# Available data start
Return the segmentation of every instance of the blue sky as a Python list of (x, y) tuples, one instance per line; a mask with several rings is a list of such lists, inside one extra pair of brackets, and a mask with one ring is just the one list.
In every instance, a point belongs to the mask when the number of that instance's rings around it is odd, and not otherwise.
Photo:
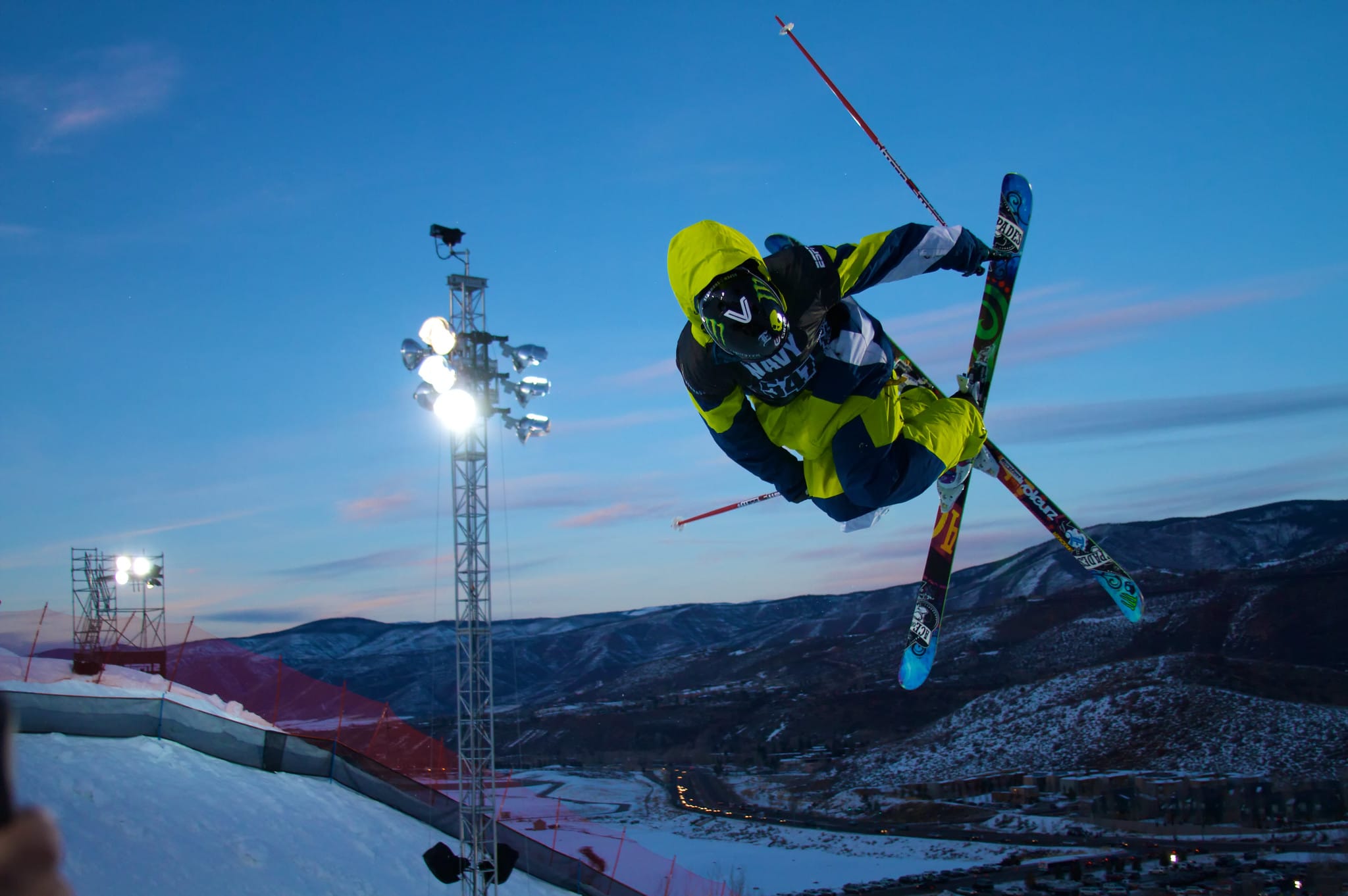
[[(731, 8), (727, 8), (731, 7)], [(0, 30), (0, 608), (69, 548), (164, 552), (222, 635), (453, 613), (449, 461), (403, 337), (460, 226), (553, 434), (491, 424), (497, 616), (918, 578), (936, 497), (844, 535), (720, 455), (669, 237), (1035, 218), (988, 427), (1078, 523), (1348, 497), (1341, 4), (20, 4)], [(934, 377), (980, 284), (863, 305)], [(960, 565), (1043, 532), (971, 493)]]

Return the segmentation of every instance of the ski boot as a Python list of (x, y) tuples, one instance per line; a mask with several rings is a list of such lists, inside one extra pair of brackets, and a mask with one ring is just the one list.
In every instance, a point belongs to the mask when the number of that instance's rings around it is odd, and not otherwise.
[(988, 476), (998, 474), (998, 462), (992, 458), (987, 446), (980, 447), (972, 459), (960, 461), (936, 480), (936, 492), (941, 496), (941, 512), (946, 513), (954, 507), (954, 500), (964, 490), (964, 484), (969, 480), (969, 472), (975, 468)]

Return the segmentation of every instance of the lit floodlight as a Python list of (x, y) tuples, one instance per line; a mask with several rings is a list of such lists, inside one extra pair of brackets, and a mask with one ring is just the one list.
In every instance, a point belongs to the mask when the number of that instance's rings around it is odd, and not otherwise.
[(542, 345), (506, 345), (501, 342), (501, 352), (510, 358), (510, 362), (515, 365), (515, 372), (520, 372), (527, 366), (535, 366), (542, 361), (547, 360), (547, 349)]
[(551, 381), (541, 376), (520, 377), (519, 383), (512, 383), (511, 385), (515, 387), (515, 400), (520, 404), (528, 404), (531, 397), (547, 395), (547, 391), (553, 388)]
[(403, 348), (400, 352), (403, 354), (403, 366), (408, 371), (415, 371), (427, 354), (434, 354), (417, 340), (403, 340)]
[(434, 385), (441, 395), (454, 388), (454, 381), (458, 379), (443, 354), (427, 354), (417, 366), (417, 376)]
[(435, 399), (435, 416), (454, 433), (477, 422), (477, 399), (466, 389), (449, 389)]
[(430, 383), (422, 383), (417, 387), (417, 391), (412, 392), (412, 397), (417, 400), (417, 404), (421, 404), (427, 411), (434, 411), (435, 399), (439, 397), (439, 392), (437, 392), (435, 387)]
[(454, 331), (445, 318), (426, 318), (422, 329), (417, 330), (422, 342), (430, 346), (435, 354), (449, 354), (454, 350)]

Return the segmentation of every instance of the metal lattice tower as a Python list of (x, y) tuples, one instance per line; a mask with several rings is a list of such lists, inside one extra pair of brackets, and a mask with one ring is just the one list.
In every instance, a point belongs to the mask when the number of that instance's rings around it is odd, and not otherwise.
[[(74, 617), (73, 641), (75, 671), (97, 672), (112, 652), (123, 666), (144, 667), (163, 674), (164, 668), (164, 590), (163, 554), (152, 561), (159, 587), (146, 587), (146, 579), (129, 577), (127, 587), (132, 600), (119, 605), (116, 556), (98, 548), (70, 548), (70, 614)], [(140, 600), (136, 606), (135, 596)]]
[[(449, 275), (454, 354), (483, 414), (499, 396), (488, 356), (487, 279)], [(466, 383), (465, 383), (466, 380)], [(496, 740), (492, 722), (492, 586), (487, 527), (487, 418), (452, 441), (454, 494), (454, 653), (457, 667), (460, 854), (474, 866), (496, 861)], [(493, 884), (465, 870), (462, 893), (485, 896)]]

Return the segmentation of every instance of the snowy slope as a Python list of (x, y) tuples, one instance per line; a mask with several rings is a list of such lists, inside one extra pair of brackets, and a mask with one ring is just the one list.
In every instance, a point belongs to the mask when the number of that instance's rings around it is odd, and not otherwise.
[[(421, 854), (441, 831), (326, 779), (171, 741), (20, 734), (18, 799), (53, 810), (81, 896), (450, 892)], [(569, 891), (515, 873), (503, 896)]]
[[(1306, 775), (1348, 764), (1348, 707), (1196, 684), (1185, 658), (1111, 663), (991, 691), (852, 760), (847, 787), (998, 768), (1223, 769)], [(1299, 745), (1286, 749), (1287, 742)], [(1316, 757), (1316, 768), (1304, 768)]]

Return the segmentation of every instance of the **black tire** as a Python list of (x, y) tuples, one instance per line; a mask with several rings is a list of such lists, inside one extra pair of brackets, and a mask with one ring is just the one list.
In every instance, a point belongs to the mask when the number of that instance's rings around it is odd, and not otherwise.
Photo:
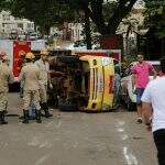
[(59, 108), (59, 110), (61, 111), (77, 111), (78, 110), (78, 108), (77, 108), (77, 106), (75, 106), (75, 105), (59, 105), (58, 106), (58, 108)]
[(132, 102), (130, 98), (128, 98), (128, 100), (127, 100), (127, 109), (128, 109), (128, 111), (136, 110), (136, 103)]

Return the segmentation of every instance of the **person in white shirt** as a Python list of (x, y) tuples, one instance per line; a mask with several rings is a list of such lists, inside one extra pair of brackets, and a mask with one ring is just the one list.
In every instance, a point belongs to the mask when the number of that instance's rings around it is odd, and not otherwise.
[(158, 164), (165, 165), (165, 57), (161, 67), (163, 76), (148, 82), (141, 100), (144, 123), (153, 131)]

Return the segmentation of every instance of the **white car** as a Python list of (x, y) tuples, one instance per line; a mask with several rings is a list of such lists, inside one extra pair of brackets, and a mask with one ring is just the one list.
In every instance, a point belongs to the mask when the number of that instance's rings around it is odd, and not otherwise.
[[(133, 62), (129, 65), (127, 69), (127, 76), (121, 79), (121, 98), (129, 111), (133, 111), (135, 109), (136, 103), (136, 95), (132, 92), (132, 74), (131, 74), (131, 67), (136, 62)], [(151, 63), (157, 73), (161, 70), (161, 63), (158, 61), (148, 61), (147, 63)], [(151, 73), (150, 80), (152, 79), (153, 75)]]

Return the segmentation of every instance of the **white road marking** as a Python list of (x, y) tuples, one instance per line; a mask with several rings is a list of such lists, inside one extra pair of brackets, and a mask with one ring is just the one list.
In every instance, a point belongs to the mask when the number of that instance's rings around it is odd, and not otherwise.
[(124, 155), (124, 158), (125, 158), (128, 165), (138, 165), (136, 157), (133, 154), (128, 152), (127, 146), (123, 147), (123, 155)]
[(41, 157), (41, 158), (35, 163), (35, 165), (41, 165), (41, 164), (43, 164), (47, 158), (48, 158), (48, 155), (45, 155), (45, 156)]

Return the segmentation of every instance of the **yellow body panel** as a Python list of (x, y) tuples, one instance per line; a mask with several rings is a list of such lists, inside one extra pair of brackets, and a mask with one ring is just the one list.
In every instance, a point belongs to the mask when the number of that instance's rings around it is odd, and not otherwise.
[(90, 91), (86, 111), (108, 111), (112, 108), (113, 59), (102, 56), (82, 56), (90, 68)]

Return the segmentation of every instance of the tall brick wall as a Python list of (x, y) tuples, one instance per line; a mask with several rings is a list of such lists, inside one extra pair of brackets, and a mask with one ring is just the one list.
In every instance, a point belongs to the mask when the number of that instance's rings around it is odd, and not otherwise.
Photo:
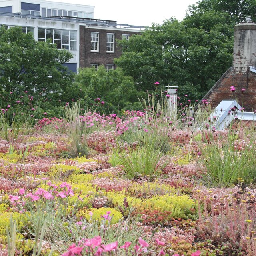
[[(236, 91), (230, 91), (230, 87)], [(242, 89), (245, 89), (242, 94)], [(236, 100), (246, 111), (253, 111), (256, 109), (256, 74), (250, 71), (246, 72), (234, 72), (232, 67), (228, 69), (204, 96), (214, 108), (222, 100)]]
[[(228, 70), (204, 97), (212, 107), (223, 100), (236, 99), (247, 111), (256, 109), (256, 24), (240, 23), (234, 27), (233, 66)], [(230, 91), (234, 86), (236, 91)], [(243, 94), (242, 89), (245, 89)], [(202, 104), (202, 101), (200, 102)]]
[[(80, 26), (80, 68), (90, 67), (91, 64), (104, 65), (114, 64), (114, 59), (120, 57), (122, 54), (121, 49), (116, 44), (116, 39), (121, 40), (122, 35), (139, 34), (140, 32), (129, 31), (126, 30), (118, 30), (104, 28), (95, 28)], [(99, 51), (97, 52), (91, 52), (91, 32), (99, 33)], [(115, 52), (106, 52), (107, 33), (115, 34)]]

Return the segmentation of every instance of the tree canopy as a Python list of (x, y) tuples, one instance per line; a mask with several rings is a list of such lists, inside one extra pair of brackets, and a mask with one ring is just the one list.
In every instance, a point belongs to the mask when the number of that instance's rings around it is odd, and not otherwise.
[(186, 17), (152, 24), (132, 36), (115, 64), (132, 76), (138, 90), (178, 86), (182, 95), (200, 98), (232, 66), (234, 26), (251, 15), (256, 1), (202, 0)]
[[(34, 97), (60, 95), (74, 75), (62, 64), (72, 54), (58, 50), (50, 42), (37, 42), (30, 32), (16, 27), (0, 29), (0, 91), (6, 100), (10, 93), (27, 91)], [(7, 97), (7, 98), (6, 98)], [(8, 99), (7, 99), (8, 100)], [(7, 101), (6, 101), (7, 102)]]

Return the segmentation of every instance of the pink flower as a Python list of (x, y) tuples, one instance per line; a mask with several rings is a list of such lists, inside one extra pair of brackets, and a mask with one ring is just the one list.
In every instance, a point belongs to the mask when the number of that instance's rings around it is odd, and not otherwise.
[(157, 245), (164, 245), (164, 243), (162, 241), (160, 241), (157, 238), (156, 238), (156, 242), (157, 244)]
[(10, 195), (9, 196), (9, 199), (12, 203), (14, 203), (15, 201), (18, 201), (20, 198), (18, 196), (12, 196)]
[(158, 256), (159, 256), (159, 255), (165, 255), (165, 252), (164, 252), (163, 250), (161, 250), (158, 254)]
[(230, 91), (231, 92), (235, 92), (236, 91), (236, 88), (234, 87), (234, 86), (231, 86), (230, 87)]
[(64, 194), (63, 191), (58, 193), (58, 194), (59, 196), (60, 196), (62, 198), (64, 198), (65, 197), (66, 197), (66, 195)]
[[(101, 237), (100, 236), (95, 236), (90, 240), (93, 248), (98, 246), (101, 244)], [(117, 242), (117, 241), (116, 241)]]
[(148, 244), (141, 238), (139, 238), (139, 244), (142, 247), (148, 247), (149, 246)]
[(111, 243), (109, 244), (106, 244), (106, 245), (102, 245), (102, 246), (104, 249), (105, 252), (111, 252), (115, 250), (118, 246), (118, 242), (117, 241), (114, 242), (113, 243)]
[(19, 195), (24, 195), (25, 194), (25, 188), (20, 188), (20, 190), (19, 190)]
# Available data end
### [Task objective]
Could you rewrite the data from the line with "Return the segmentation of every instance of the **white road" up to and including the line with "56), (90, 68)]", requests included, with every x and y coordinate in the answers shifted by adding 13? Give only those lines.

### [Answer to this exercise]
Return the segmentation of every instance of the **white road marking** as a Python list of (x, y) tuples, one instance per line; a mask with several rings is a list of such lists, inside one extra pair of brackets, and a mask with one ring is just the one list.
In every instance, a point belongs to the mask when the number of that instance's rings around it is odd, and not otherwise.
[(137, 168), (137, 171), (138, 171), (141, 178), (151, 178), (149, 170), (146, 167), (141, 165), (140, 159), (136, 160), (136, 168)]
[(54, 170), (54, 171), (48, 176), (48, 178), (54, 178), (54, 177), (56, 177), (60, 171), (61, 171), (61, 168), (58, 168), (58, 169)]

Return the segmentation of every instance of the **yellow body panel** as a Python list of (x, y) tuples, one instance per line; a mask with several rings is a list of such lists, inside one extra pair of brackets, and a mask with one ring is just the one list.
In every instance, a point belongs to the mask when the number of that instance's rings around it is odd, and not otherwise.
[(103, 104), (99, 124), (121, 124), (125, 121), (126, 72), (115, 69), (95, 69), (103, 81)]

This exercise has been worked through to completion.